> _WORK TO BE COMPLETED_:
Duplicate every line of the data below without any changes.
BEGIN DATA ROWS
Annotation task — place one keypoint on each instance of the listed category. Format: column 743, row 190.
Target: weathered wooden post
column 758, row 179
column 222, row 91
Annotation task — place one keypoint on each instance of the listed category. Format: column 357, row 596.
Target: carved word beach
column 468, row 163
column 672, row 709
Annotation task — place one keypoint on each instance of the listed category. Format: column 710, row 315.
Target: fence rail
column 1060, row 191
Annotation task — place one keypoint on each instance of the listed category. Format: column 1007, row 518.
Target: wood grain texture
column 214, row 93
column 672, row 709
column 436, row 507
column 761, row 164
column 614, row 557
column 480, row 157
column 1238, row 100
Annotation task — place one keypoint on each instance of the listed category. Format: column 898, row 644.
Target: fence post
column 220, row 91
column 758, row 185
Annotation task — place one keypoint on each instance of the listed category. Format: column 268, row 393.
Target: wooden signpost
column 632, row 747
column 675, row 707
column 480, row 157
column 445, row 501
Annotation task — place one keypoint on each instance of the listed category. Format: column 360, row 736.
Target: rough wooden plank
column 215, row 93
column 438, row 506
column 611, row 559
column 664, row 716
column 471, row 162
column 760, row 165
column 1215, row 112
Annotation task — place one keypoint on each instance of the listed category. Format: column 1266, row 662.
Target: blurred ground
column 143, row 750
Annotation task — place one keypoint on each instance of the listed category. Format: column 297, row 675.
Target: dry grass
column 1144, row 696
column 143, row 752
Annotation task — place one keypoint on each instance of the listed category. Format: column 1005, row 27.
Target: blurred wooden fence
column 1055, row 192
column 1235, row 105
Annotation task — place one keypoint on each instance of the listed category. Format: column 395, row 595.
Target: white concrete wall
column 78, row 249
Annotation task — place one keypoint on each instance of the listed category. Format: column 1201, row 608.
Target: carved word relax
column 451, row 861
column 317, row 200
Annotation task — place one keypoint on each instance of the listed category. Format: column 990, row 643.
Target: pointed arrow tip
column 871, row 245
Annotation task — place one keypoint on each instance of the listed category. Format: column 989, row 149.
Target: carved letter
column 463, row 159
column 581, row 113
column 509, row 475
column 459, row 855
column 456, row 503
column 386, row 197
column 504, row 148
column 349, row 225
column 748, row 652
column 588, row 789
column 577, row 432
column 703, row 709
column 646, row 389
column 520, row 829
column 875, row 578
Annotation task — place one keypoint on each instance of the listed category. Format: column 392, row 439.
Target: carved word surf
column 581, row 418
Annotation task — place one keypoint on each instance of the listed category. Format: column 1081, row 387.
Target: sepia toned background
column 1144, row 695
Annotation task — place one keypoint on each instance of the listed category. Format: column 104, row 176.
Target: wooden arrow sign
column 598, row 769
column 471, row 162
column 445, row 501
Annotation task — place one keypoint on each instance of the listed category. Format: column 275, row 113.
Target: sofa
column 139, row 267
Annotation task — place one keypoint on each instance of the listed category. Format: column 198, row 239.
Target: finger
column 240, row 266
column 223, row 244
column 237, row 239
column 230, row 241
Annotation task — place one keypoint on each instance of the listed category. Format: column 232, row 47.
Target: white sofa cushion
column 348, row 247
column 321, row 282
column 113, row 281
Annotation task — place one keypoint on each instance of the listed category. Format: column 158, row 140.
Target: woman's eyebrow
END DATA ROWS
> _FINAL RESULT_:
Annotation task — place one keypoint on each instance of the listed category. Format: column 743, row 190.
Target: weathered wooden post
column 758, row 179
column 222, row 91
Annotation task — place one keypoint on each instance of the listed category. Format: column 357, row 596.
Target: carved word beach
column 468, row 163
column 672, row 709
Annotation task — place one keypoint on each instance of the listed category. Format: column 710, row 315.
Target: fence rail
column 1060, row 191
Annotation task — place one keypoint on each instance of the listed category. Format: column 1007, row 518.
Target: wood grain texture
column 214, row 93
column 672, row 709
column 436, row 507
column 761, row 164
column 614, row 557
column 480, row 157
column 1238, row 100
Annotation task — place one keypoint on each instance of the listed category. Format: column 898, row 644.
Target: fence post
column 220, row 91
column 758, row 185
Annotation task — place one keypoint on each instance of the listed category. Format: column 268, row 393.
Target: wooden signpost
column 632, row 747
column 675, row 707
column 480, row 157
column 445, row 501
Annotation task — place one keypoint on each instance of the listed category. Format: column 360, row 736.
Target: rough wooden plank
column 215, row 93
column 438, row 506
column 611, row 559
column 664, row 716
column 471, row 162
column 760, row 165
column 1215, row 112
Annotation task — place one keypoint on each instance of the listed category. Format: column 1266, row 662.
Target: blurred ground
column 143, row 750
Annotation task — place one keypoint on each instance of the listed category. Format: column 297, row 675.
Target: dry grass
column 1144, row 696
column 143, row 752
Annotation task — place one keypoint on each instance of the listed category. Format: column 1005, row 27.
Target: blurred wooden fence
column 1055, row 192
column 1235, row 105
Annotation task — place one keypoint on each instance of the listed category. Format: column 395, row 595.
Target: white concrete wall
column 78, row 249
Annotation task — place one keypoint on each instance of the listed category. Format: column 1201, row 608.
Target: carved word relax
column 451, row 861
column 317, row 200
Annotation task — place one keypoint on each instance of the listed category. Format: column 990, row 643.
Target: pointed arrow tip
column 871, row 245
Annotation task — place one keypoint on each instance of the listed category. Format: column 989, row 149.
Target: carved letter
column 463, row 159
column 581, row 113
column 509, row 475
column 459, row 855
column 456, row 503
column 386, row 197
column 504, row 148
column 349, row 225
column 748, row 652
column 588, row 789
column 577, row 432
column 703, row 709
column 646, row 389
column 520, row 829
column 875, row 578
Annotation task — place one keypoint on each instance of the listed category. Format: column 392, row 439.
Target: carved word surf
column 581, row 418
Annotation task — place one keypoint on each instance of the listed category. Format: column 1081, row 387.
Target: sepia toned background
column 1144, row 695
Annotation task — place one keypoint on each instance of the listed category. Format: column 104, row 176.
Target: wooden arrow sign
column 598, row 769
column 471, row 162
column 445, row 501
Annotation task — place one keypoint on each instance of the listed category. Format: column 275, row 113.
Target: sofa
column 139, row 267
Annotation task — place one keypoint on each instance of the listed category. Format: column 198, row 239.
Target: finger
column 240, row 266
column 223, row 244
column 237, row 239
column 230, row 241
Annotation task — place one keypoint on each instance of the listed category. Format: column 232, row 47.
Target: white sofa cushion
column 348, row 247
column 321, row 282
column 113, row 281
Annotation task — place one keypoint on each instance of the listed category. Format: column 158, row 140.
Target: woman's eyebrow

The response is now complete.